Dataset content.
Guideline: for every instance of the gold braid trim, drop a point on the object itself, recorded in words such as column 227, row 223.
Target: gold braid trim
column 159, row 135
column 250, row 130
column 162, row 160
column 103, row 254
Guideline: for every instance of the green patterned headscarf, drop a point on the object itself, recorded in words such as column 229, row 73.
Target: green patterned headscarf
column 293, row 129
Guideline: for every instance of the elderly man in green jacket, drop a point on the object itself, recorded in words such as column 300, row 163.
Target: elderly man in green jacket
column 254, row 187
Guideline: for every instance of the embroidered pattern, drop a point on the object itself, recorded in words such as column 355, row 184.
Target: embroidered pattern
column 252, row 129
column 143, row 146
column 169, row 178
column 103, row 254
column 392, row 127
---
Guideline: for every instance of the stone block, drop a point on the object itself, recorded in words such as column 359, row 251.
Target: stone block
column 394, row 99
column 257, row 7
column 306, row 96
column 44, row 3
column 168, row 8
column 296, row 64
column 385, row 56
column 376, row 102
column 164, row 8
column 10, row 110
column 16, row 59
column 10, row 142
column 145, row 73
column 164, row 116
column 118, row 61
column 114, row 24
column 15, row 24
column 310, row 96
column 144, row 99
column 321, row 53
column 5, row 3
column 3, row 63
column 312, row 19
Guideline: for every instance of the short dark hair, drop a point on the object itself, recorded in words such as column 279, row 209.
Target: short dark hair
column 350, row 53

Brief. Your answer should consist of all lines above that include the string "Guideline".

Task answer.
Guideline: for every instance of the gold braid trim, drop a point on the object itself, recorded in words such as column 227, row 223.
Guideline: for every instance of the green patterned headscarf, drop a point on the object itself, recorded in words such as column 229, row 73.
Guideline: for every instance of the elderly man in green jacket, drop a point on the object itself, recorded in words such as column 300, row 163.
Guideline: for every instance of the embroidered pattern, drop a point on the object itself, recorded in words such as column 355, row 184.
Guideline: for every instance of the stone block, drop a point on the object itself, recorded in words such as column 359, row 251.
Guideline: for every instance of the short dark hair, drop a point on the object itself, recorded in words such as column 279, row 209.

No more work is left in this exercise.